WHAT IS NEEDED
Starting with the line that contains "the cow's head" and continuing through the end of the listing, change "pretty-printed" to "indented" and reproduce those lines with nothing else altered.

-- BEGIN TASK INPUTS --

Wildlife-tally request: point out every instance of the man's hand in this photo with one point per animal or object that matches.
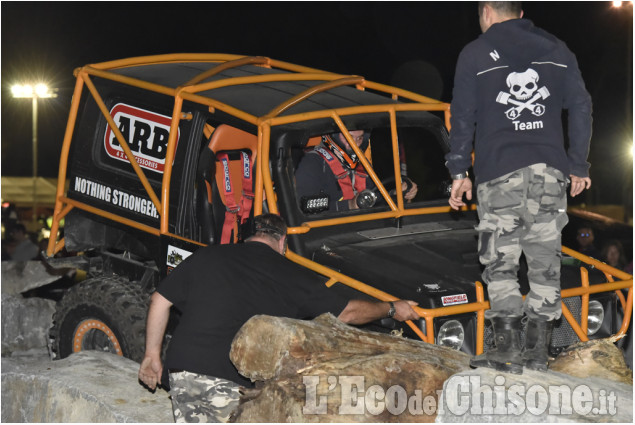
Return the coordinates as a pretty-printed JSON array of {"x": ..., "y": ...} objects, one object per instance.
[
  {"x": 359, "y": 312},
  {"x": 410, "y": 195},
  {"x": 578, "y": 184},
  {"x": 150, "y": 371},
  {"x": 460, "y": 187}
]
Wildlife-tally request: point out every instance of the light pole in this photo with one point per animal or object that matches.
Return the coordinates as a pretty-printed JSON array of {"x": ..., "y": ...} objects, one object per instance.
[{"x": 33, "y": 92}]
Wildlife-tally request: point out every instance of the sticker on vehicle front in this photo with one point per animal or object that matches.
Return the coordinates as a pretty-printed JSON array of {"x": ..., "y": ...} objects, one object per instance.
[
  {"x": 176, "y": 255},
  {"x": 145, "y": 132},
  {"x": 454, "y": 299}
]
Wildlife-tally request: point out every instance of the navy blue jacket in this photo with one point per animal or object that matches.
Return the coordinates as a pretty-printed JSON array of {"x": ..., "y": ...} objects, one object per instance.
[{"x": 511, "y": 86}]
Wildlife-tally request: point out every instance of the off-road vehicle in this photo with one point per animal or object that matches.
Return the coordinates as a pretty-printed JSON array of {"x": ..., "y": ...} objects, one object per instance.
[{"x": 165, "y": 154}]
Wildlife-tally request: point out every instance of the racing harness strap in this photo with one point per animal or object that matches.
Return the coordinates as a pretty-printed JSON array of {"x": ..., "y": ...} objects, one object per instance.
[
  {"x": 345, "y": 175},
  {"x": 236, "y": 214}
]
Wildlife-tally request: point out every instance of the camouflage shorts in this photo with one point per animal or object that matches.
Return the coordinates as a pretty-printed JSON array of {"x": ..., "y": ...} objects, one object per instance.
[
  {"x": 523, "y": 211},
  {"x": 202, "y": 398}
]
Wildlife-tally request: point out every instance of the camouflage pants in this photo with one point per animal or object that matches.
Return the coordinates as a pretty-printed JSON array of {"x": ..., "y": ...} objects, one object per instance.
[
  {"x": 202, "y": 398},
  {"x": 523, "y": 211}
]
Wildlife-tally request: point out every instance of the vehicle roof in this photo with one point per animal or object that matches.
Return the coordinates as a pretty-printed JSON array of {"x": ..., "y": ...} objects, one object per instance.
[{"x": 258, "y": 89}]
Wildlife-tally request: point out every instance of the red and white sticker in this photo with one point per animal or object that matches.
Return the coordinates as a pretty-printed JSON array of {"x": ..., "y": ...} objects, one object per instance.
[
  {"x": 145, "y": 132},
  {"x": 454, "y": 299}
]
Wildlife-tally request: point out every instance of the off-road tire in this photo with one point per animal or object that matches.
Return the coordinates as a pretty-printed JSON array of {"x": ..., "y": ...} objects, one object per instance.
[{"x": 103, "y": 313}]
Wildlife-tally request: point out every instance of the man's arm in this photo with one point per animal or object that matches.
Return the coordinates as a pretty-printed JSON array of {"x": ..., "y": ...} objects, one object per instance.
[
  {"x": 460, "y": 187},
  {"x": 358, "y": 312},
  {"x": 158, "y": 315}
]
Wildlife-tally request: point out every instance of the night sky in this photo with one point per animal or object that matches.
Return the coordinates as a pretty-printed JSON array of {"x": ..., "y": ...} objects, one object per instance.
[{"x": 413, "y": 45}]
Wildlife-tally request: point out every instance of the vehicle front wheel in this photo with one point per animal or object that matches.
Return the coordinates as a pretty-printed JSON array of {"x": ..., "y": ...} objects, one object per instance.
[{"x": 104, "y": 314}]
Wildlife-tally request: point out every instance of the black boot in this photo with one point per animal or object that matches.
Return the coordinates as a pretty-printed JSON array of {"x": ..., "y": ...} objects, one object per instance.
[
  {"x": 537, "y": 340},
  {"x": 506, "y": 356}
]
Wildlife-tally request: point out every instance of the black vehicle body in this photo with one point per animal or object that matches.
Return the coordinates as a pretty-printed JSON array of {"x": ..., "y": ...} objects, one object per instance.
[{"x": 135, "y": 221}]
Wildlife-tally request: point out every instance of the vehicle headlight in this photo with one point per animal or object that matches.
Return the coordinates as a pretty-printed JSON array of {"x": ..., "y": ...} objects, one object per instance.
[
  {"x": 596, "y": 317},
  {"x": 452, "y": 335}
]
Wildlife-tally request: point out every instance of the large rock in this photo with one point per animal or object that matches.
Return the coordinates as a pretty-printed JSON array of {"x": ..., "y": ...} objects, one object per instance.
[
  {"x": 90, "y": 386},
  {"x": 25, "y": 323},
  {"x": 326, "y": 371},
  {"x": 486, "y": 396},
  {"x": 597, "y": 358}
]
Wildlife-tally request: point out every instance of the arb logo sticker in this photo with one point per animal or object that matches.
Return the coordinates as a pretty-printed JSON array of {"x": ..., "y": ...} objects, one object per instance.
[
  {"x": 454, "y": 299},
  {"x": 146, "y": 133}
]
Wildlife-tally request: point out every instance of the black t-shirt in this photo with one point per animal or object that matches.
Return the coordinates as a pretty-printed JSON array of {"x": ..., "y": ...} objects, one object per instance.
[{"x": 220, "y": 287}]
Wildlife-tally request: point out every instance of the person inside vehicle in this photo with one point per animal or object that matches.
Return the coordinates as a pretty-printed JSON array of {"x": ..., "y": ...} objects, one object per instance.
[
  {"x": 21, "y": 248},
  {"x": 613, "y": 254},
  {"x": 332, "y": 168},
  {"x": 249, "y": 278},
  {"x": 585, "y": 238}
]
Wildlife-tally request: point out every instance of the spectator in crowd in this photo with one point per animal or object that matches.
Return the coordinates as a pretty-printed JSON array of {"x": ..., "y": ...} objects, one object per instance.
[{"x": 21, "y": 248}]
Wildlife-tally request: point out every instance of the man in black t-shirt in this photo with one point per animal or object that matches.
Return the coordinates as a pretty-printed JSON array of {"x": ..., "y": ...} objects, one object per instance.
[{"x": 217, "y": 290}]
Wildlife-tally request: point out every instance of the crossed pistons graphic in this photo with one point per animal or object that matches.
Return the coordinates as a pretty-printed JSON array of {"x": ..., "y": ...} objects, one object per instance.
[{"x": 522, "y": 87}]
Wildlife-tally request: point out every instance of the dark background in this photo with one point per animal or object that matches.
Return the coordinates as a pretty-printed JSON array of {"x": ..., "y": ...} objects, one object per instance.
[{"x": 413, "y": 45}]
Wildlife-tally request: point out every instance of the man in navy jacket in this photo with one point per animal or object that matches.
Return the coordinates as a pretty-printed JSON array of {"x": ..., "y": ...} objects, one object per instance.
[{"x": 511, "y": 86}]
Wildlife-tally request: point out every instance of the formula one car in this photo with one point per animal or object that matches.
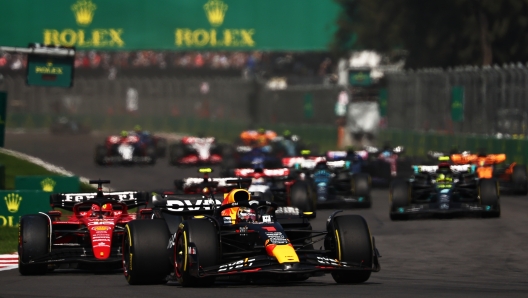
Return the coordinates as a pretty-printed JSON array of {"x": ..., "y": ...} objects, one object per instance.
[
  {"x": 279, "y": 186},
  {"x": 205, "y": 184},
  {"x": 125, "y": 149},
  {"x": 336, "y": 183},
  {"x": 250, "y": 157},
  {"x": 512, "y": 178},
  {"x": 196, "y": 151},
  {"x": 385, "y": 164},
  {"x": 198, "y": 239},
  {"x": 90, "y": 238},
  {"x": 444, "y": 189}
]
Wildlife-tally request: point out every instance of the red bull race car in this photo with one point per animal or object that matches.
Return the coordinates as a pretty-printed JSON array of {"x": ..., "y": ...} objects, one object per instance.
[
  {"x": 197, "y": 239},
  {"x": 127, "y": 148},
  {"x": 196, "y": 151},
  {"x": 91, "y": 238}
]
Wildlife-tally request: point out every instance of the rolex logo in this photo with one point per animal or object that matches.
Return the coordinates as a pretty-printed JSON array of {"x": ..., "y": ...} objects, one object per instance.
[
  {"x": 13, "y": 202},
  {"x": 84, "y": 11},
  {"x": 215, "y": 11},
  {"x": 48, "y": 184}
]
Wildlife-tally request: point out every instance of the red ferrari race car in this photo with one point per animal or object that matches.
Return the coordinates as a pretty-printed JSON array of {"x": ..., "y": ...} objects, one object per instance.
[
  {"x": 198, "y": 239},
  {"x": 196, "y": 151},
  {"x": 91, "y": 238},
  {"x": 126, "y": 148},
  {"x": 279, "y": 186}
]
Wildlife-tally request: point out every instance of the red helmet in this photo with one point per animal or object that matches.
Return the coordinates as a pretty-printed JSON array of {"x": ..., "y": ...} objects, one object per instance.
[
  {"x": 246, "y": 215},
  {"x": 107, "y": 209}
]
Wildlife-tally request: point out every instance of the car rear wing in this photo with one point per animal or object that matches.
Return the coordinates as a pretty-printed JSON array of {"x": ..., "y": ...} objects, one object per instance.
[
  {"x": 68, "y": 200},
  {"x": 248, "y": 172},
  {"x": 303, "y": 162},
  {"x": 432, "y": 169},
  {"x": 186, "y": 204}
]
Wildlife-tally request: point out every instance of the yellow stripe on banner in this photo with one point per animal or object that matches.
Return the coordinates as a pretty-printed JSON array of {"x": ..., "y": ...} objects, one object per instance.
[
  {"x": 338, "y": 246},
  {"x": 129, "y": 236},
  {"x": 185, "y": 252}
]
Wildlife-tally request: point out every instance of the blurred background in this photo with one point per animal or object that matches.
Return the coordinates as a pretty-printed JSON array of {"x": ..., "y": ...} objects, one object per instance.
[{"x": 338, "y": 72}]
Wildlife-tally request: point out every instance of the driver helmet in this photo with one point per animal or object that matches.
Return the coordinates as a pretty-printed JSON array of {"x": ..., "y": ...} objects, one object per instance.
[
  {"x": 95, "y": 210},
  {"x": 107, "y": 209},
  {"x": 444, "y": 180},
  {"x": 245, "y": 214}
]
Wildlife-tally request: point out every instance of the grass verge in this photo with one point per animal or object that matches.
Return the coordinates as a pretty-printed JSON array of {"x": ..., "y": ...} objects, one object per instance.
[
  {"x": 18, "y": 167},
  {"x": 8, "y": 240}
]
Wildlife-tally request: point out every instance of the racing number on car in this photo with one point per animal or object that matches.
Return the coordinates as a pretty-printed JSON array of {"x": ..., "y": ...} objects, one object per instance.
[
  {"x": 485, "y": 172},
  {"x": 237, "y": 265}
]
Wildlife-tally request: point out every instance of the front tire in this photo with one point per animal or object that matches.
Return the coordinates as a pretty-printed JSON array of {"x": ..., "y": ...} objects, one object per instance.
[
  {"x": 301, "y": 196},
  {"x": 145, "y": 254},
  {"x": 353, "y": 244},
  {"x": 360, "y": 187},
  {"x": 489, "y": 197},
  {"x": 520, "y": 179},
  {"x": 33, "y": 242},
  {"x": 204, "y": 235},
  {"x": 400, "y": 197}
]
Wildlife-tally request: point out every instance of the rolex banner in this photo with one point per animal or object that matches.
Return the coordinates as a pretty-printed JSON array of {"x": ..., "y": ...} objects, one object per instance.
[
  {"x": 171, "y": 25},
  {"x": 49, "y": 184},
  {"x": 15, "y": 203}
]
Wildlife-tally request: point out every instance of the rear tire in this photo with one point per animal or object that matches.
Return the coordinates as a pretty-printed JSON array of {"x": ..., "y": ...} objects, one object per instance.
[
  {"x": 33, "y": 243},
  {"x": 520, "y": 179},
  {"x": 204, "y": 235},
  {"x": 360, "y": 187},
  {"x": 301, "y": 196},
  {"x": 400, "y": 197},
  {"x": 176, "y": 152},
  {"x": 353, "y": 244},
  {"x": 145, "y": 254},
  {"x": 100, "y": 154},
  {"x": 489, "y": 196}
]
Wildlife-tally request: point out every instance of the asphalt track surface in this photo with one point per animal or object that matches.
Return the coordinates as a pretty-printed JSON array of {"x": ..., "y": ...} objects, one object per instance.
[{"x": 455, "y": 257}]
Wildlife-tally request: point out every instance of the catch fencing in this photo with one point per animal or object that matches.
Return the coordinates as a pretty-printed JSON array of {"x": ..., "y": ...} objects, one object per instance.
[
  {"x": 494, "y": 100},
  {"x": 218, "y": 106}
]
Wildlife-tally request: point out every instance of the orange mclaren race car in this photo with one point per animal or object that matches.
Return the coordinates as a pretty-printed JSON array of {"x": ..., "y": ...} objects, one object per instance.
[
  {"x": 512, "y": 178},
  {"x": 197, "y": 239}
]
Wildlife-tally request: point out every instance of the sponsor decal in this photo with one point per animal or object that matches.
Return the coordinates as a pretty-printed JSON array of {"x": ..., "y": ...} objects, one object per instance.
[
  {"x": 288, "y": 210},
  {"x": 101, "y": 228},
  {"x": 13, "y": 201},
  {"x": 48, "y": 184},
  {"x": 237, "y": 265},
  {"x": 187, "y": 205},
  {"x": 332, "y": 262},
  {"x": 277, "y": 238}
]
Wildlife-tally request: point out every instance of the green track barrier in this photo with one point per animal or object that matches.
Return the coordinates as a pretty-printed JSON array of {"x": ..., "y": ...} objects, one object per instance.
[
  {"x": 418, "y": 144},
  {"x": 226, "y": 130}
]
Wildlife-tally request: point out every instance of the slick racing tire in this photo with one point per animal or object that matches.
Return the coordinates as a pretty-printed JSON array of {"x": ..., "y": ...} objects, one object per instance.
[
  {"x": 203, "y": 234},
  {"x": 100, "y": 154},
  {"x": 520, "y": 179},
  {"x": 145, "y": 254},
  {"x": 489, "y": 197},
  {"x": 352, "y": 244},
  {"x": 161, "y": 147},
  {"x": 34, "y": 242},
  {"x": 150, "y": 151},
  {"x": 176, "y": 152},
  {"x": 302, "y": 197},
  {"x": 400, "y": 197},
  {"x": 360, "y": 187}
]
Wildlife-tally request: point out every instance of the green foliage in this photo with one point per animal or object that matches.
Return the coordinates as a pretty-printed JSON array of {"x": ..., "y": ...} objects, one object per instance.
[
  {"x": 437, "y": 33},
  {"x": 8, "y": 240}
]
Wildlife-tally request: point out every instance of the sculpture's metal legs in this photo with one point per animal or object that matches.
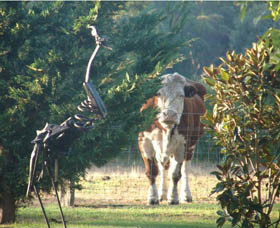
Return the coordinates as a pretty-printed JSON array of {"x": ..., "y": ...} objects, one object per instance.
[
  {"x": 57, "y": 198},
  {"x": 41, "y": 204}
]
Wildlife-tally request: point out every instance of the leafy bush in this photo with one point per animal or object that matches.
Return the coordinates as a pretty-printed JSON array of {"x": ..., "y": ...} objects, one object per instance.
[{"x": 246, "y": 122}]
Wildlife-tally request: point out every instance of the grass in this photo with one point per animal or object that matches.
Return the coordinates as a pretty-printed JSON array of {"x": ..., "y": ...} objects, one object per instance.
[
  {"x": 115, "y": 197},
  {"x": 141, "y": 216}
]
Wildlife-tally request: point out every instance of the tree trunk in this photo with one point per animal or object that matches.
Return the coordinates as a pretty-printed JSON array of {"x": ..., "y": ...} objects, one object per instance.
[{"x": 7, "y": 208}]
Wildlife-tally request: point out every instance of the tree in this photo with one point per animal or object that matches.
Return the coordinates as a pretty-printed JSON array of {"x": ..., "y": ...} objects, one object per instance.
[
  {"x": 245, "y": 120},
  {"x": 44, "y": 49}
]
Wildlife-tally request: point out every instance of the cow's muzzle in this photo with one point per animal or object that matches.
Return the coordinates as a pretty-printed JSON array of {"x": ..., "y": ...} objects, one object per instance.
[{"x": 169, "y": 117}]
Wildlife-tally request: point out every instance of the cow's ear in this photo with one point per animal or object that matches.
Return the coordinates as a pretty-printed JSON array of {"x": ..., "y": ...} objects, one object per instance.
[{"x": 190, "y": 91}]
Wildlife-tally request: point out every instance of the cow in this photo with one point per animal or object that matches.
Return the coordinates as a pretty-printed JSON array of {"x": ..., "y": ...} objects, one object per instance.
[{"x": 167, "y": 146}]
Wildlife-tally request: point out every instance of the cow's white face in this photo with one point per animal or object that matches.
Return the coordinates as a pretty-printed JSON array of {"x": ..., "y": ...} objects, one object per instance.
[{"x": 170, "y": 100}]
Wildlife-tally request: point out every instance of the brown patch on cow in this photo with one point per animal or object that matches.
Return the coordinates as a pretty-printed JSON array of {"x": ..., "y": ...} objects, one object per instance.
[
  {"x": 201, "y": 90},
  {"x": 152, "y": 102}
]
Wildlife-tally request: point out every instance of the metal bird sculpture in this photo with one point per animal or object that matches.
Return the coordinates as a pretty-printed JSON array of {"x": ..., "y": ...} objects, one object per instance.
[{"x": 53, "y": 141}]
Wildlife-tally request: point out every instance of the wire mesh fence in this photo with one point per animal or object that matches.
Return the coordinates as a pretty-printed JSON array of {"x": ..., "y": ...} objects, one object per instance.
[{"x": 122, "y": 181}]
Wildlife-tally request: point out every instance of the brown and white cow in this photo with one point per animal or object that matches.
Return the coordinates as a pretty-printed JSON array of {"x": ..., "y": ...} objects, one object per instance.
[{"x": 170, "y": 141}]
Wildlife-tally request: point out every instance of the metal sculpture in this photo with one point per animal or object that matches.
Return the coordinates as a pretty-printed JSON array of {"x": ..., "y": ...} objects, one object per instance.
[{"x": 54, "y": 140}]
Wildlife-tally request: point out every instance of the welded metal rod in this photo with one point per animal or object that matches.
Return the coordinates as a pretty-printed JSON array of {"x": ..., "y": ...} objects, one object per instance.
[
  {"x": 41, "y": 204},
  {"x": 57, "y": 198},
  {"x": 90, "y": 62}
]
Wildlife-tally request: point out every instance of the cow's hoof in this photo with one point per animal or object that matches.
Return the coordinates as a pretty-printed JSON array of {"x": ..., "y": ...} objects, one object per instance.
[
  {"x": 173, "y": 202},
  {"x": 153, "y": 202},
  {"x": 186, "y": 200},
  {"x": 162, "y": 198}
]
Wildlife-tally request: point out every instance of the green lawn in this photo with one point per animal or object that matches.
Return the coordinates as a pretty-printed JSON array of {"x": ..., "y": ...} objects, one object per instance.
[{"x": 164, "y": 216}]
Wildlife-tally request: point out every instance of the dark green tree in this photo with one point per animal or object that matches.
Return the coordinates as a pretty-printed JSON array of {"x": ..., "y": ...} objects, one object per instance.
[
  {"x": 245, "y": 120},
  {"x": 44, "y": 50}
]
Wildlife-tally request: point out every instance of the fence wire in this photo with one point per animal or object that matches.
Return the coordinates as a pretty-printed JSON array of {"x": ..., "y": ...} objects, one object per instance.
[{"x": 123, "y": 181}]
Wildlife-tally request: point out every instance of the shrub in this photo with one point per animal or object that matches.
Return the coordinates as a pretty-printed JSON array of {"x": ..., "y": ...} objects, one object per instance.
[{"x": 245, "y": 120}]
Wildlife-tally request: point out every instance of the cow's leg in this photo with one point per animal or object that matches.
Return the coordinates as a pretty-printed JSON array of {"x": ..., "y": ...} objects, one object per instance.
[
  {"x": 151, "y": 173},
  {"x": 186, "y": 195},
  {"x": 174, "y": 176},
  {"x": 163, "y": 182}
]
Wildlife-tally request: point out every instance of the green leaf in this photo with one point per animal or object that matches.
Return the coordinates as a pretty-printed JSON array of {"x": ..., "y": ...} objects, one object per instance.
[
  {"x": 224, "y": 75},
  {"x": 220, "y": 221}
]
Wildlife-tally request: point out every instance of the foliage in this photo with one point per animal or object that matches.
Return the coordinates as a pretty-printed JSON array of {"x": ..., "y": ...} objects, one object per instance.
[
  {"x": 44, "y": 50},
  {"x": 246, "y": 121}
]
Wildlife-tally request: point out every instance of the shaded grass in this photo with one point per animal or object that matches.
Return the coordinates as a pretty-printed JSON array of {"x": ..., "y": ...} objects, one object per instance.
[{"x": 164, "y": 216}]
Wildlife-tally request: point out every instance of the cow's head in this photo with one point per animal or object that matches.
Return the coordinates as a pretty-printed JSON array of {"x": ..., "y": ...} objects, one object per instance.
[{"x": 171, "y": 98}]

-- END TASK INPUTS --

THE REPLY
Wildlife-tally request: point out every instance of the cow's head in this photo with one point per animal or object that matches.
Return the coordinates as a indented JSON array of {"x": ..., "y": ...} objects, one object per instance.
[{"x": 171, "y": 98}]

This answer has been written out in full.